- **Exercise task**
Rewrite every line of the records, everything from the line containing "Where can the crocodile reflection" down to the line containing "x=637, y=398", both ends included, and shift each x and y coordinate up by 132.
-- start --
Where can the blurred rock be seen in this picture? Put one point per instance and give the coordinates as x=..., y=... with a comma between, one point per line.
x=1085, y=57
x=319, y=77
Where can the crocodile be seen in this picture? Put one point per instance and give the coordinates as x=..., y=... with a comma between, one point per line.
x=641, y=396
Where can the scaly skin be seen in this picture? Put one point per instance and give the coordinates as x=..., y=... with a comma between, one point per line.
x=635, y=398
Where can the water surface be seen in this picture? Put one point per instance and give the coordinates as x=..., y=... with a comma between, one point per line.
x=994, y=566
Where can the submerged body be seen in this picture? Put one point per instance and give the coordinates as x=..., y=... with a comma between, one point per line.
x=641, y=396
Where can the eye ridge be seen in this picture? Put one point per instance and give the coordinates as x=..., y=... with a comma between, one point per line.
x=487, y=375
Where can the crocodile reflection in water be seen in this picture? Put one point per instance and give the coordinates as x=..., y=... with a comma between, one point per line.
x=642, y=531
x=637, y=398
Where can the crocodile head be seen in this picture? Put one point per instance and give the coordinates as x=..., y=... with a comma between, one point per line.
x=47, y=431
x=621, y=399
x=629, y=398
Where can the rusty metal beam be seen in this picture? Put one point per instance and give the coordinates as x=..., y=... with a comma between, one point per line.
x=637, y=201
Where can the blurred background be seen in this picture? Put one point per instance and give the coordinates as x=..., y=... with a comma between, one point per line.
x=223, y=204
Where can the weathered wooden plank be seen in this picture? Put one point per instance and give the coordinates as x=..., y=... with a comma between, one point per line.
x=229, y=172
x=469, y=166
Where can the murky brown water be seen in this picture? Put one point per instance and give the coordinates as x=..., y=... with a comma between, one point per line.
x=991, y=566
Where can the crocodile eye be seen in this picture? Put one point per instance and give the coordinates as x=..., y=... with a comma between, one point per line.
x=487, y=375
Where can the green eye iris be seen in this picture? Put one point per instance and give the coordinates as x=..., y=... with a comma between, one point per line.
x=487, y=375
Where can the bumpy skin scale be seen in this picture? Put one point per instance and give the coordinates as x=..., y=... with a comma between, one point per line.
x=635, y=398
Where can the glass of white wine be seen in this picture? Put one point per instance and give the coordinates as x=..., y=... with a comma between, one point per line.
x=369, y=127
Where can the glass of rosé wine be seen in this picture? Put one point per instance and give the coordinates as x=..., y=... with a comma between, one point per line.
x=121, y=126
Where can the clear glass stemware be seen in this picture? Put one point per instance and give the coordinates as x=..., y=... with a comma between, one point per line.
-- end --
- **Answer to this task**
Where can the crocodile reflection in water be seen in this picture? Put one point per instance and give the coordinates as x=..., y=... with a comma between, one point per line.
x=774, y=663
x=769, y=530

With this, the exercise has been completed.